__Material from a collection__
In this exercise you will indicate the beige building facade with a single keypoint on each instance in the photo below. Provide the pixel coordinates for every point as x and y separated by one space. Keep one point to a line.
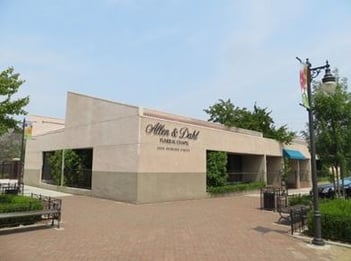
142 156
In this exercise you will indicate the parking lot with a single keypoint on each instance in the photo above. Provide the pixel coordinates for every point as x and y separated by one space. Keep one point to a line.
229 228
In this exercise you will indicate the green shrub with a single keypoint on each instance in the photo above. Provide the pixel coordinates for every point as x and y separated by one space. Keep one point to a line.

__Aim__
Please edit the material above by changing "single keypoint" to "single marker" and leaving everything else as it is. Omit the pictures from your answer.

__Task output__
In this exercise you will indicate the beige building facade with a single marker on each instance in the photo below. Provide the pixel coordinates for every point as x and y separated by one space. Keep one point to a line.
142 156
In this exercise you will indicate the parking lot with a single marker on each instance in the photo above. Provide the pixel coordinates for every point as x and y separated by one space. Keep one point to a line.
229 228
In this exercise you will indicate the green shrub with a single marker on each instance in the photo above. Provide the pixel coordinates for every point as x and y separated by one space. Keep one point to a line.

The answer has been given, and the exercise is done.